» **A block of data**
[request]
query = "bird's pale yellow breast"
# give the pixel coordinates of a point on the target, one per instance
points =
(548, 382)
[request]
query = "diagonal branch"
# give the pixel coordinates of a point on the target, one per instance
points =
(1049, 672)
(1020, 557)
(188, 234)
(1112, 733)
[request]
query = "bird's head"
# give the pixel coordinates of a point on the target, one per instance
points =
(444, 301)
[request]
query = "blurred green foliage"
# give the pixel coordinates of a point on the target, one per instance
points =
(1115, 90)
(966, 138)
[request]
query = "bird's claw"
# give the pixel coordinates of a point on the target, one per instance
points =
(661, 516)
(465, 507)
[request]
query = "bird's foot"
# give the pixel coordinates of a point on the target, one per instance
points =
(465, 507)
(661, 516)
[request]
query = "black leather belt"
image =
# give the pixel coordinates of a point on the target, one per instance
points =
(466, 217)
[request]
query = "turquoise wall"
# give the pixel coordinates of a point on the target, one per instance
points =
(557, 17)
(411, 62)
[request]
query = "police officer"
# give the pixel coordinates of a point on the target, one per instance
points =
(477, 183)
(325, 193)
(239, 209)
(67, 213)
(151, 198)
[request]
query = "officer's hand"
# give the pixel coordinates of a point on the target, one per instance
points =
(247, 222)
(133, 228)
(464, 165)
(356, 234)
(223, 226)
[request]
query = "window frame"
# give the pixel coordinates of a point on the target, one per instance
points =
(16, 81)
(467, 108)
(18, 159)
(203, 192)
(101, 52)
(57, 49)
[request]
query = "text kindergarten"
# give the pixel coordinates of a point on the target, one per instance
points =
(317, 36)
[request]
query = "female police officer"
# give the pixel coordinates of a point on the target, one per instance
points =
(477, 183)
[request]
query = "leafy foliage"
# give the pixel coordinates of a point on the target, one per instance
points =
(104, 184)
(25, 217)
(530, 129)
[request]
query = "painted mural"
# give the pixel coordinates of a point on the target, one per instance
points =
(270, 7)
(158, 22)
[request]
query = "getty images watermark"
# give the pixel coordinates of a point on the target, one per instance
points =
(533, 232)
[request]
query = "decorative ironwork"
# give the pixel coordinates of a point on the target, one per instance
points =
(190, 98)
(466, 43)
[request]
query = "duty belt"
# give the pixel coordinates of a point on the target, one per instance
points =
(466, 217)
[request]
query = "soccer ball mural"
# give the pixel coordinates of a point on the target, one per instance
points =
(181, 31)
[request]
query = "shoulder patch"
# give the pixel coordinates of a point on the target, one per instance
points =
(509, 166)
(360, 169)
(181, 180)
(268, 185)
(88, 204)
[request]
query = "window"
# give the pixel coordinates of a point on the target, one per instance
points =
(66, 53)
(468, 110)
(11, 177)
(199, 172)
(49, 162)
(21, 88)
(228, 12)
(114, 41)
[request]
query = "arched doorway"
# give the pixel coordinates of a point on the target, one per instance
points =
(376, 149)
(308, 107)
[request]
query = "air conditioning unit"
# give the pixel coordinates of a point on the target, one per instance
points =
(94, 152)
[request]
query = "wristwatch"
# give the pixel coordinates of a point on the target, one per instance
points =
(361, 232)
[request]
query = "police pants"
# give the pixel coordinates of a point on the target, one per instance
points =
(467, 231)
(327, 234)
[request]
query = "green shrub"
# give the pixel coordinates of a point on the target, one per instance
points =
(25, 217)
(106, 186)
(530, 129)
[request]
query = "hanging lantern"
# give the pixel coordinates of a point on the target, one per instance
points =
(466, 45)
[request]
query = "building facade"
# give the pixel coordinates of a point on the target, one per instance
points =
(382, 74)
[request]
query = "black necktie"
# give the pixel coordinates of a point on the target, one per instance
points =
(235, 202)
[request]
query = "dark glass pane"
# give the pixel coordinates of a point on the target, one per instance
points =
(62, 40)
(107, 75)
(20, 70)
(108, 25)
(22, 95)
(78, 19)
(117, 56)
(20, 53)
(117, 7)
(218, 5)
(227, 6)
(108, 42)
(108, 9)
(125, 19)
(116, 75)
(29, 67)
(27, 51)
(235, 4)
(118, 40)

» **Requirements**
Return every line from the entries above that contains the word "black", copying each one in full.

» **Answer for the task**
query = "black leather belt"
query = "black necktie"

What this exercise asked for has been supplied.